**Direction**: Rewrite the rows below, replacing "one point per instance" with "one point for each instance" everywhere and changing nothing else. Leave out the pictures.

**Stored records**:

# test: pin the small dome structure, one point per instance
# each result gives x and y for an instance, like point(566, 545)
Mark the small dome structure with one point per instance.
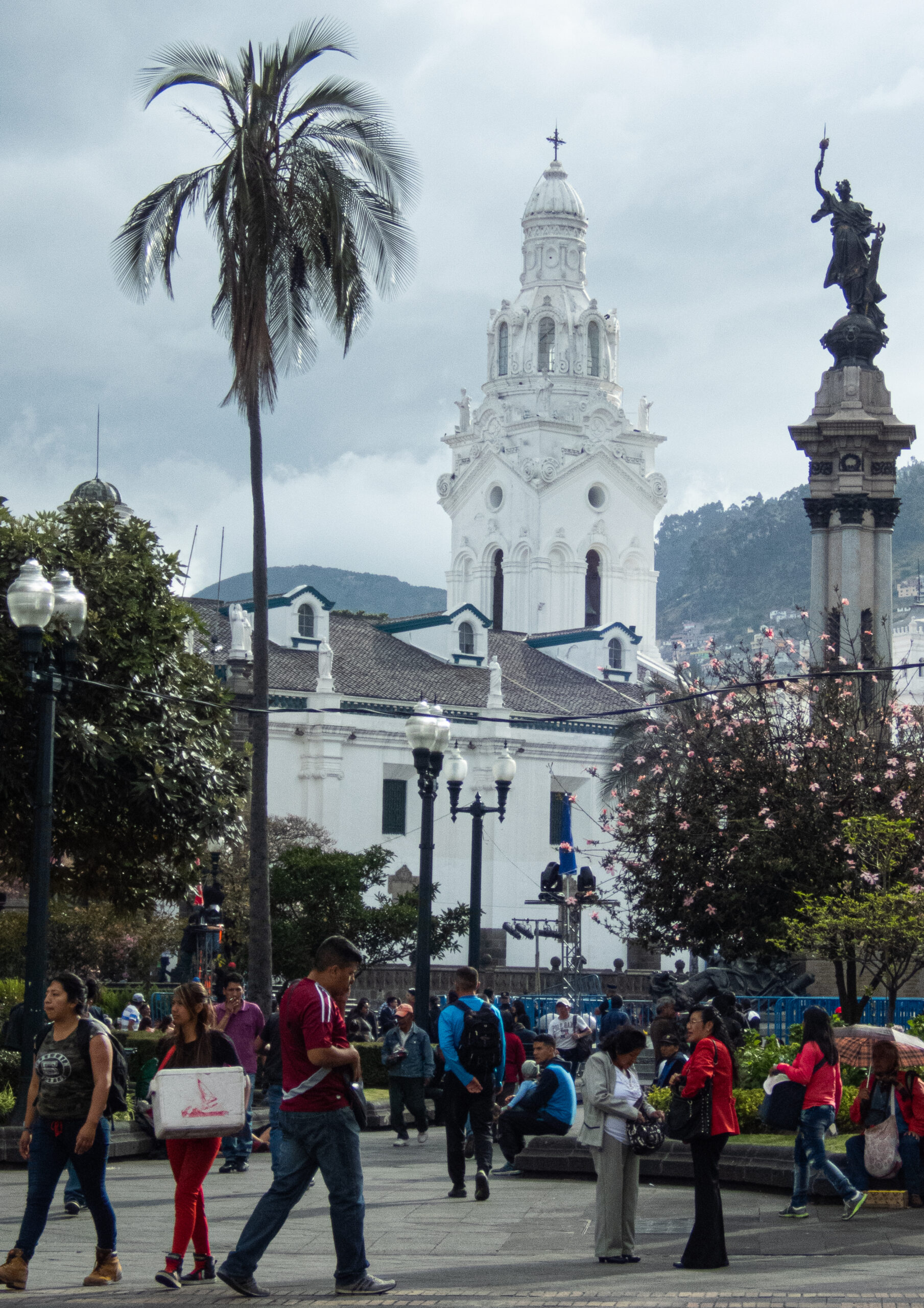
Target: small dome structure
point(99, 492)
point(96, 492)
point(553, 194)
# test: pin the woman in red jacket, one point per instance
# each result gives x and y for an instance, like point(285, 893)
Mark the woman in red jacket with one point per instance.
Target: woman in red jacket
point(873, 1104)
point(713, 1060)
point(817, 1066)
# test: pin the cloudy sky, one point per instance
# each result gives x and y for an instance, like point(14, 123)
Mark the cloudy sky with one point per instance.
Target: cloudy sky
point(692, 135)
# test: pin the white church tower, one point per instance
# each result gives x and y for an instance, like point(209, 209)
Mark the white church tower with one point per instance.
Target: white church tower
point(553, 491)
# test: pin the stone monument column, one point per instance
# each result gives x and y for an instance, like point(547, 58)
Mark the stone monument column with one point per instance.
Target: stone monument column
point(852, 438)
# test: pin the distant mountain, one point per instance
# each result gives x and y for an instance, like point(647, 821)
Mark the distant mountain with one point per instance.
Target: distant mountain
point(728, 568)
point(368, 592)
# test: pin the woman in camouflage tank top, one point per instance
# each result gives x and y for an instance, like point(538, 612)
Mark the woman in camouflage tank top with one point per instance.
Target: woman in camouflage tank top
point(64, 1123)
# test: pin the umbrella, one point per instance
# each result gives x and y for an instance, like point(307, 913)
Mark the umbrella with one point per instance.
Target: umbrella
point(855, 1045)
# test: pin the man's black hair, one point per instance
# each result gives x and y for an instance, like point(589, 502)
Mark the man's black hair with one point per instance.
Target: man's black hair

**Answer**:
# test: pin the small dome structure, one point for each instance
# each result gives x and y for an instance, like point(566, 545)
Mark the small dome structure with one point for each instance.
Target: small dome structure
point(99, 492)
point(96, 492)
point(553, 194)
# test: pin the woman in red jacket, one point for each instance
# each result gives x and y for an instance, like point(285, 893)
Mark the woman in red jacket with one point for each instance.
Target: woman in red jacket
point(873, 1104)
point(713, 1060)
point(817, 1066)
# test: pin the cloudy sky, one point for each instance
# each result gives x and y for an instance, like point(14, 123)
Mark the cloudy sky with one point for each instance.
Target: cloudy sky
point(692, 135)
# test: pin the white church tower, one point for each instance
# each result gives x and y for an instance, like point(209, 209)
Mark the white church tower with one point for each instance.
Target: white church tower
point(553, 491)
# test: pin the stone monument column, one point for each instance
# each result gives x and y for an instance, like point(547, 58)
Mark the stone monument column with one point for each instance.
Target: stone monument column
point(852, 438)
# test: pin the distant mountain, one point for each instance
# each result gives x and y for an instance, like point(647, 821)
Mark the distant mountain with one point for each instance.
Target: distant mountain
point(728, 568)
point(368, 592)
# test: pin the woman in camouflage tank top, one point for each instance
# each result gives x and y for an instance, like point(538, 612)
Mark the woman in camouflage tank top with one point for each instance.
Target: woman in camouflage tank top
point(64, 1123)
# test: pin the umbrella, one point for each instance
# each result gives x and y for an instance, like point(307, 913)
Mark the umbrella with one point for each instance.
Target: umbrella
point(855, 1045)
# test: pin the man's black hair, one point for each instance
# each result gives x and y for an instance, like point(589, 502)
Mark the man's black hair with one point for each instance.
Target: man's black hair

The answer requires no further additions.